*TASK REQUIREMENTS*. Report each line of the material below that contains the word "instance".

## begin DATASET ENTRIES

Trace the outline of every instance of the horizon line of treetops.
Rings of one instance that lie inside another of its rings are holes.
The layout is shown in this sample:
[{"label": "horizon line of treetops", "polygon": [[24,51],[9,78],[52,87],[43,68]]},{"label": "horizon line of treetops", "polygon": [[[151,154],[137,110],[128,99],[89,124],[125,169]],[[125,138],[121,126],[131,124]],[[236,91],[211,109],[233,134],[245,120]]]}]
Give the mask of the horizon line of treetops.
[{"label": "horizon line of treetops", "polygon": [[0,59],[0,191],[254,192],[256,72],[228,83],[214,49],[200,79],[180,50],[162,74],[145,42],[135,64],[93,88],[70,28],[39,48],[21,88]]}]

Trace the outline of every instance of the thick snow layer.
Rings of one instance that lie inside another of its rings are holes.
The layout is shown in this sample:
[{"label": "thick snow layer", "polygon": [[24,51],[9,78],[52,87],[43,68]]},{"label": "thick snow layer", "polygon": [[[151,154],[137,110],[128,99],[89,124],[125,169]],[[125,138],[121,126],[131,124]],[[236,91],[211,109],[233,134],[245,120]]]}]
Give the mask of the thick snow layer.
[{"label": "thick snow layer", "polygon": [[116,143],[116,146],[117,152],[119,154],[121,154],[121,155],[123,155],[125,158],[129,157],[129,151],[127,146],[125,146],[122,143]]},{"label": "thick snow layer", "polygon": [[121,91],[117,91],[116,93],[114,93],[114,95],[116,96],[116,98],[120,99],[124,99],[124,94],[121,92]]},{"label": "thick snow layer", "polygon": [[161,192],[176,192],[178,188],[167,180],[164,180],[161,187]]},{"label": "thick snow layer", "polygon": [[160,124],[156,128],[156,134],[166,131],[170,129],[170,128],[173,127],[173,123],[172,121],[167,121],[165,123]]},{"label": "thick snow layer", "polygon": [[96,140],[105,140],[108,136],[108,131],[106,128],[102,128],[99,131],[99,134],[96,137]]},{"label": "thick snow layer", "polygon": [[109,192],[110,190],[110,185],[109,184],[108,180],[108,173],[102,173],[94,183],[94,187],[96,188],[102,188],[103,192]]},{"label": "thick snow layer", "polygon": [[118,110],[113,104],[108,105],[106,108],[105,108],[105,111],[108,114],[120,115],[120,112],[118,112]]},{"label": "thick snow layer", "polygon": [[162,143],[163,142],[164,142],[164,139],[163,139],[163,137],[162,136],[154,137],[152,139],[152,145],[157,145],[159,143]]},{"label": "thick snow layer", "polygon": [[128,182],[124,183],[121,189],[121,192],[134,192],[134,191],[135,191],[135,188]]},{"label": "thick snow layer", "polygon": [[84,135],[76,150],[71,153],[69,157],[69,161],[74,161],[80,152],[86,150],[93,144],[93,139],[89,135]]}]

## end DATASET ENTRIES

*REPLY*.
Trace the outline of every instance of the horizon line of treetops.
Rings of one instance that lie inside another of its rings are holes.
Trace the outline of every instance of the thick snow layer.
Rings of one instance that lie inside another of its rings are holes.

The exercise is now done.